**What the task requires:**
Give every entry below as a numbered list, one line per number, with blank lines dropped and any picture left out.

-- start Data for this task --

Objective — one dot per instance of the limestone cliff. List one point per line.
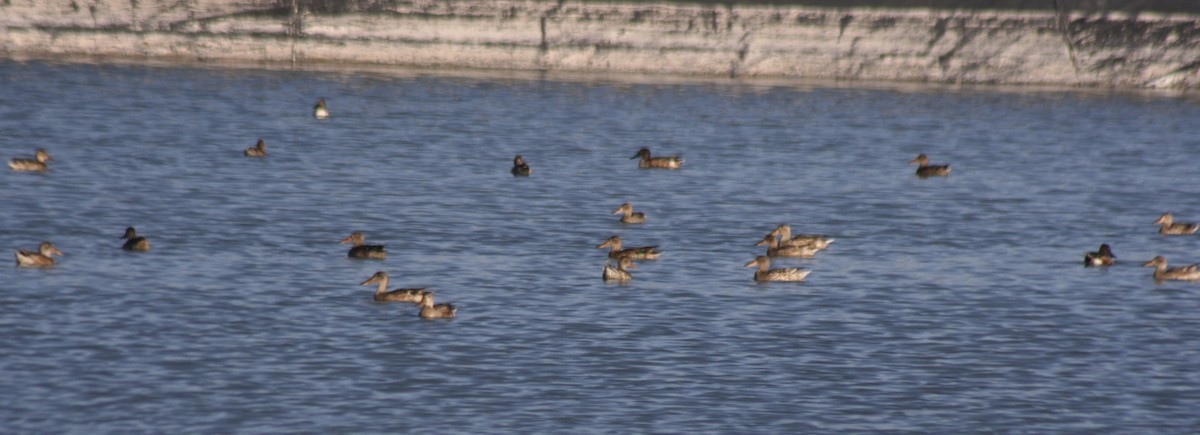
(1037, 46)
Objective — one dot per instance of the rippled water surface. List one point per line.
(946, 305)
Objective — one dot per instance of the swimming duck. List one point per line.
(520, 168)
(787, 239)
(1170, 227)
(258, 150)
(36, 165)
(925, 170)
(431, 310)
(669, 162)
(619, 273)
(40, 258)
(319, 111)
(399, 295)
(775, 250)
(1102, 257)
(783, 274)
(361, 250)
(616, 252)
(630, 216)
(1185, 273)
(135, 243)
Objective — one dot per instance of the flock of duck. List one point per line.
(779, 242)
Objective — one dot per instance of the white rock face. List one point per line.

-- end Data for this task --

**Exercise result:**
1. Objective — one dot per instance of the limestone cliff. List one point per line.
2. (1037, 46)
3. Objective — one dot per instance of the rippled water surface. List one point per line.
4. (946, 305)
5. Objective — one dot per instance of the swimming duck. List one point per line.
6. (520, 168)
7. (787, 239)
8. (1170, 227)
9. (258, 150)
10. (36, 165)
11. (925, 170)
12. (431, 310)
13. (669, 162)
14. (619, 273)
15. (40, 258)
16. (319, 111)
17. (399, 295)
18. (775, 250)
19. (1102, 257)
20. (783, 274)
21. (361, 250)
22. (616, 252)
23. (630, 216)
24. (1185, 273)
25. (135, 243)
26. Objective — one dot per instance of the flock of duck. List one point per line.
27. (779, 242)
28. Objective — one dot per instance of the white rock face. List one point per line.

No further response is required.